Start of Block

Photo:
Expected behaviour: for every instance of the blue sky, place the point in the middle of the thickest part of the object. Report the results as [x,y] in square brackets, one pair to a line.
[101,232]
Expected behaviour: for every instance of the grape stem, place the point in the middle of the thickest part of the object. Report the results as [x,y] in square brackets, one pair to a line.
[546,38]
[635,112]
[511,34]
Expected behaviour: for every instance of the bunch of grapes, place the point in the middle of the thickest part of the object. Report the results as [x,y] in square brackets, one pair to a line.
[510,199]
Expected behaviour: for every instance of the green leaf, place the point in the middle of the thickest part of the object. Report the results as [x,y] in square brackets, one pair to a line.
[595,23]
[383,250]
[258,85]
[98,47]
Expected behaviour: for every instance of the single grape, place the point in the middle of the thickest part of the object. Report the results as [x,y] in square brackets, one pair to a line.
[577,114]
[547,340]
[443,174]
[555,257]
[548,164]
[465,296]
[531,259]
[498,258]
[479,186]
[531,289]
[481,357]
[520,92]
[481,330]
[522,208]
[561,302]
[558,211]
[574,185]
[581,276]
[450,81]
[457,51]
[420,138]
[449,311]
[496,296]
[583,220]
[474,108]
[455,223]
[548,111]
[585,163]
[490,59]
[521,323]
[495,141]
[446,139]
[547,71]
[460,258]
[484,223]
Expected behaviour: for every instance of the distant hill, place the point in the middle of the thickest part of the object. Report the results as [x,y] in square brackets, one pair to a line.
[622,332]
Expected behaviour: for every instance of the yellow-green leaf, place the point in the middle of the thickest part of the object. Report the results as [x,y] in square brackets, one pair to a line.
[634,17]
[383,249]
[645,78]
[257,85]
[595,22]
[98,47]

End of Block

TASK STATEMENT:
Please output every record exactly as it appears.

EXERCISE RESULT:
Photo:
Expected behaviour: for every instance of the blue sky, place the point in the middle of the thickest part of the object. Report the results as [x,y] in square brackets, one pair to a line.
[101,232]
Expected behaviour: for every instance of the grape stem, place the point in the middle of the thickest part of the object. Report the results as [x,y] in square brackets, one pair to a line.
[546,38]
[635,112]
[511,34]
Expected behaviour: for every instance of the bunch of grapes, place the point in the middle of the thickest part of the object. Report the results as [x,y] in square brackets, one pair to a line.
[510,199]
Expected behaviour: for every instance of the green leaf, place the point in the middle of the thickest part of the object. Report the results as [x,y] in square brackets, one pair to a line.
[595,23]
[383,250]
[258,85]
[98,47]
Expected behaviour: for every instance of the single grape, place the point in the middle of the thickest part of the object. Report the results as [x,y] in square brackets, one pair to a line.
[577,114]
[547,340]
[443,174]
[555,257]
[548,164]
[465,296]
[531,259]
[498,258]
[479,186]
[531,289]
[481,357]
[520,92]
[481,330]
[522,208]
[561,302]
[558,211]
[574,185]
[581,276]
[450,81]
[457,51]
[420,138]
[449,311]
[496,296]
[583,220]
[474,108]
[455,223]
[548,111]
[585,163]
[490,59]
[521,323]
[495,141]
[446,139]
[547,71]
[460,258]
[484,223]
Expected behaviour: for every instance of the distant hill, place the point in the middle of the thickest part of the object. Report the results as [x,y] in square brackets, one pair to a line.
[622,332]
Expected behaviour: for every instance of the yellow-green leaf, place the point in the middle of the thickest part of the object. Report the results as [x,y] in square brackets, one pair to a line.
[634,17]
[383,249]
[645,78]
[257,85]
[595,22]
[98,47]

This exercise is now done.